— Passage provided —

-- Opening Marker --

For simplicity, we’ll say that Laravel’s service container injects a pre-configured Vonage Client object with credentials into the constructor. Now we need a test for it that doesn’t actually make an API call. We can do this using Mocks.

use App\Services\RcsService;
use Vonage\Client;
use Vonage\Messages\Channel\RCS\RcsText;
use Vonage\Messages\Client as MessagesClient;

beforeEach(function () {
   $this->messagesClient = Mockery::mock(MessagesClient::class);
   $this->vonage = Mockery::mock(Client::class);
   $this->vonage->shouldReceive('messages')->andReturn($this->messagesClient);
});

afterEach(function () {
   Mockery::close();
});

test('Will send message using Vonage SDK to end number', function () {
   $response = ['message_uuid' => 'abc-123', 'to' => '33600000000'];

   $this->messagesClient
       ->shouldReceive('send')
       ->once()
       ->with(Mockery::type(RcsText::class))
       ->andReturn($response);

   $service = new RcsService($this->vonage);
   $result = $service->send('+33600000000', 'Hello world');
   expect($result)->toBeArray();
});

OK, well, the test will pass. Good good. What happens if we mutate the code, though?

-- Closing Marker --

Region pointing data
-- Opening Marker --

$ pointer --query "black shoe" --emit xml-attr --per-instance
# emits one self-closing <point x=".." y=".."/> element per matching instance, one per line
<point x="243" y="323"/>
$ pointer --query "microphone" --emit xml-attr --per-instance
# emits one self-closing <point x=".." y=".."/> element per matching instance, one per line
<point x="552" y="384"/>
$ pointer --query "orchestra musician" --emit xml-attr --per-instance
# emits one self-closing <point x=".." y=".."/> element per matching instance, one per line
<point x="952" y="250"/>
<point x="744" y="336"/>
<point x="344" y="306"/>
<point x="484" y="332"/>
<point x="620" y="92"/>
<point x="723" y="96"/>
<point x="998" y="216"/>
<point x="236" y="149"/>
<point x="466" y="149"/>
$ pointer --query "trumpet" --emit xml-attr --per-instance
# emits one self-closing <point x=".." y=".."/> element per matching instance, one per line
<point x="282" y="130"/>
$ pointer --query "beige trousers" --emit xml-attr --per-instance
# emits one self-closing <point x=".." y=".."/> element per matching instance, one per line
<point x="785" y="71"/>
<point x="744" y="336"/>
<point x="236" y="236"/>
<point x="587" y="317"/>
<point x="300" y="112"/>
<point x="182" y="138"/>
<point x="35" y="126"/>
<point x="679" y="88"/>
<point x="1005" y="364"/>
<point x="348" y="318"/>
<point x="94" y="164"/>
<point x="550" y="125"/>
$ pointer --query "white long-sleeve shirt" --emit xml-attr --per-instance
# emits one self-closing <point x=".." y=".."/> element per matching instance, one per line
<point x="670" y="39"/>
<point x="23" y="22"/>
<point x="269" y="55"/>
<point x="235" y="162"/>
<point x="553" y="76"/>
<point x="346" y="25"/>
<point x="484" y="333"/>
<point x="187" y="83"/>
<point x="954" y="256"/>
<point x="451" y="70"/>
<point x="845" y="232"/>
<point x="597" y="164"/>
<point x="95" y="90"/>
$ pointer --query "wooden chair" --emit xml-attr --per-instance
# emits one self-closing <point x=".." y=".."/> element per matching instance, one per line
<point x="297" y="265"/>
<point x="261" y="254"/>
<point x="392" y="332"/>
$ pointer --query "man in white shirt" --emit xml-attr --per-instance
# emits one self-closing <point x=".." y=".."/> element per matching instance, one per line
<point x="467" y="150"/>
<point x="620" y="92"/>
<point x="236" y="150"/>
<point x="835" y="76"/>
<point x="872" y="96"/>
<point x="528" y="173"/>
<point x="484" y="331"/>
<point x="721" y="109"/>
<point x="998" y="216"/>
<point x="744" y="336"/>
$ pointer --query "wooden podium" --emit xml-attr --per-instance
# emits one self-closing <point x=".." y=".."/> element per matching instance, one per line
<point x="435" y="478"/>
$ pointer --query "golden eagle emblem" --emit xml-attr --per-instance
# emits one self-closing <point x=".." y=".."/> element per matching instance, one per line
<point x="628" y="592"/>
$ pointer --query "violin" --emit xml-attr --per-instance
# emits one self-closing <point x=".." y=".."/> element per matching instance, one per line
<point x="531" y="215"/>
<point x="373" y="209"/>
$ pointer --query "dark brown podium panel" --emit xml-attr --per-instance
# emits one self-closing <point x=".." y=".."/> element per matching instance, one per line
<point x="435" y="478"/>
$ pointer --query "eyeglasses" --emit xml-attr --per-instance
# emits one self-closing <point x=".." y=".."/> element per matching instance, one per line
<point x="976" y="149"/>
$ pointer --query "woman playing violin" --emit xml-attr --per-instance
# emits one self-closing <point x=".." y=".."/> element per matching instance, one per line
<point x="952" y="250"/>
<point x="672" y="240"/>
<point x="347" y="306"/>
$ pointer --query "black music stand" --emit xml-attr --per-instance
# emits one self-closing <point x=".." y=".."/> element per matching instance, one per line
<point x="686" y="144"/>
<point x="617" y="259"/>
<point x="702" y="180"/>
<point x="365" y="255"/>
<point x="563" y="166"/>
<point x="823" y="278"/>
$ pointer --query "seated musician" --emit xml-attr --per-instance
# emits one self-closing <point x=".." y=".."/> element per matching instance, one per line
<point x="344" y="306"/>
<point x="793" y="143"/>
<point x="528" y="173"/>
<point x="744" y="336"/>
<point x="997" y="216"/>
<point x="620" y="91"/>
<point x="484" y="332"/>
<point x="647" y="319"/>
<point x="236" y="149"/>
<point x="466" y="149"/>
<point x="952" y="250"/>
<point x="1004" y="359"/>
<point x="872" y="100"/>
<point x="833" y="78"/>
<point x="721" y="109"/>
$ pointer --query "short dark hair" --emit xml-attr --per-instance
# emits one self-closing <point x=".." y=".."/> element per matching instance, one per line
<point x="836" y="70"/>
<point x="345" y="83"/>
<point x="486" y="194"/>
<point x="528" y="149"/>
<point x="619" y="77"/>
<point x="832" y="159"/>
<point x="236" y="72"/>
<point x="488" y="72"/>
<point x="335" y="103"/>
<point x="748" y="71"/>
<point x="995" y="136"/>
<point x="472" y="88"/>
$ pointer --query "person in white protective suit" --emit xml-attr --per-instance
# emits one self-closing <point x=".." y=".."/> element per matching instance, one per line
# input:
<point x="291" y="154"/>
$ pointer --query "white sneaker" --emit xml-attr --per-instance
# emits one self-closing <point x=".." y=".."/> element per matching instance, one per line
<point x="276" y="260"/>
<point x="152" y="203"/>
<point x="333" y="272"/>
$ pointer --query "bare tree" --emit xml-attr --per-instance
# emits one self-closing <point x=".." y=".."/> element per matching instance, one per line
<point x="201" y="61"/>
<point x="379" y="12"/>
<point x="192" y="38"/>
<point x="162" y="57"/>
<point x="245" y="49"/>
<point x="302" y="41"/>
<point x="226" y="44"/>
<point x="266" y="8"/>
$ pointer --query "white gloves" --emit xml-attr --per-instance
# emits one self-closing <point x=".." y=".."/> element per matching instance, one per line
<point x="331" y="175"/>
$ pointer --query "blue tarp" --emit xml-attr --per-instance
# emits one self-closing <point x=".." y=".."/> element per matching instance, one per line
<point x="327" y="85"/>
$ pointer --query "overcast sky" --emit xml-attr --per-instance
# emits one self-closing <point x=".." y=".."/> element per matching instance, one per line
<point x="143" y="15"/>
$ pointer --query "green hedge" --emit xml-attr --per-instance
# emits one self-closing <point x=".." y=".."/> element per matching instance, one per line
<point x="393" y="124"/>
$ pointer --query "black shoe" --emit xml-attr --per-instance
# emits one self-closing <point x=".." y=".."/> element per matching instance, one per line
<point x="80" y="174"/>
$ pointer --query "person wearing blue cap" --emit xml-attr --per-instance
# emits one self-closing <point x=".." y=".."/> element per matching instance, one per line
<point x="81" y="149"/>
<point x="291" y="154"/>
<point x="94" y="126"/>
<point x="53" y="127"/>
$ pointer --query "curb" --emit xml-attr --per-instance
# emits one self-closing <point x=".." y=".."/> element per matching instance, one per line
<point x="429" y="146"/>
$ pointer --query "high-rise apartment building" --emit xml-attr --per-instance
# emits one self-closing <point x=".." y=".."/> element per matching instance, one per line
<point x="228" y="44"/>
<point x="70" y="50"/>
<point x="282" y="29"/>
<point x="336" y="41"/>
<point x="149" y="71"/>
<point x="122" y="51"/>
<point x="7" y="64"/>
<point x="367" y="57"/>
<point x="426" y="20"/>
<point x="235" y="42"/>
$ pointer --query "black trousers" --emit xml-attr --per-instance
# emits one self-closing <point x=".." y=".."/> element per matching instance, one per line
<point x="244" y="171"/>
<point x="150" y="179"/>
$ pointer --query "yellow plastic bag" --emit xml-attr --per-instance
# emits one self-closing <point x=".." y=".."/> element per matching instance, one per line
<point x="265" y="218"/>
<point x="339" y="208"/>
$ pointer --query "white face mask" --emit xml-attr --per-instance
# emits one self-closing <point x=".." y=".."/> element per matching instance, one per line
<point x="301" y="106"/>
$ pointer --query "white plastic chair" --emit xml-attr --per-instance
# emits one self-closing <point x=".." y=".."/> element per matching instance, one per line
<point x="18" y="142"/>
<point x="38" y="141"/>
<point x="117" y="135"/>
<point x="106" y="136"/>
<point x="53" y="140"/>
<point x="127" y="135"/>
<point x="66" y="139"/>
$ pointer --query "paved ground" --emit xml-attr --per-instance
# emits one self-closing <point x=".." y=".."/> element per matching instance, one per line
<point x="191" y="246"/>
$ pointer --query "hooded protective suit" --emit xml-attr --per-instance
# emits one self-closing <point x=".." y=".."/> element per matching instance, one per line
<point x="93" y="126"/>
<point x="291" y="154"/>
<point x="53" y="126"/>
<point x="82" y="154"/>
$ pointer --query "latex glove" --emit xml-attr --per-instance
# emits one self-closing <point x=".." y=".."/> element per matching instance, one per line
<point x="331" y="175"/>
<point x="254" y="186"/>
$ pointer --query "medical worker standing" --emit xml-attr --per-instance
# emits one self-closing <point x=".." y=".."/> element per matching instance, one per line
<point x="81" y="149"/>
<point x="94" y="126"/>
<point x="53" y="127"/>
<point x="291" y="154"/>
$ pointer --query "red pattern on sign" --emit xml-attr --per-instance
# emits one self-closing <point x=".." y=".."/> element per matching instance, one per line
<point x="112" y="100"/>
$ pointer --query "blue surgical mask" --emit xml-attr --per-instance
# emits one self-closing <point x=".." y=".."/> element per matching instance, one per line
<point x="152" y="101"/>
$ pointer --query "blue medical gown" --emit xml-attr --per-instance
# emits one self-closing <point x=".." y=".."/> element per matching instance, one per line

-- Closing Marker --

— Task list —
1. List every fully qualified class name that appears in a `use` statement in the Laravel mock-testing excerpt.
2. Continue the Laravel mock-testing excerpt from the point where it stops.
The items are unrelated to the work requested here.

— Per-task answers —
1.
App\Services\RcsService
Vonage\Client
Vonage\Messages\Channel\RCS\RcsText
Vonage\Messages\Client

2.
Mutation testing is built into PEST 3, meaning we can run mutations on this right now and see what happens. There are plenty of configuration options for PEST, but the simplest way to instruct mutations to happen is using the covers() helper method. In this case, the following line is added to the test file:

use App\Services\RcsService;

covers(RcsService::class);

This tells PEST that when running this test file, go ahead and mutate the code in RcsService. To run PEST mutations with a pass threshold of 100%:

./vendor/bin/pest --mutate --min=100

We get the following result:

 Mutating application files...

  1 Mutations for 1 Files created

   RUN  app/Services/RcsService.php

  ⨯ Line 20: AlwaysReturnEmptyArray

  ---------------------------------------------------------------------------------------------------------------------------  

   UNTESTED  app/Services/RcsService.php  > Line 20: AlwaysReturnEmptyArray - ID: 5befe24d3b8d7f6f

       public function send(string $to, string $message): array

       {

           $response = $this->vonage->messages()->send(new RcsText($to, 'VonageApp', $message));

  -        return $response;

  +        return [];

       }

   }

  

  Mutations: 1 untested, 0 tested

  Score:     0.00%

  Duration:  0.30s

   FAIL  Mutation score below expected: 0.0 %. Minimum: 100.0 %.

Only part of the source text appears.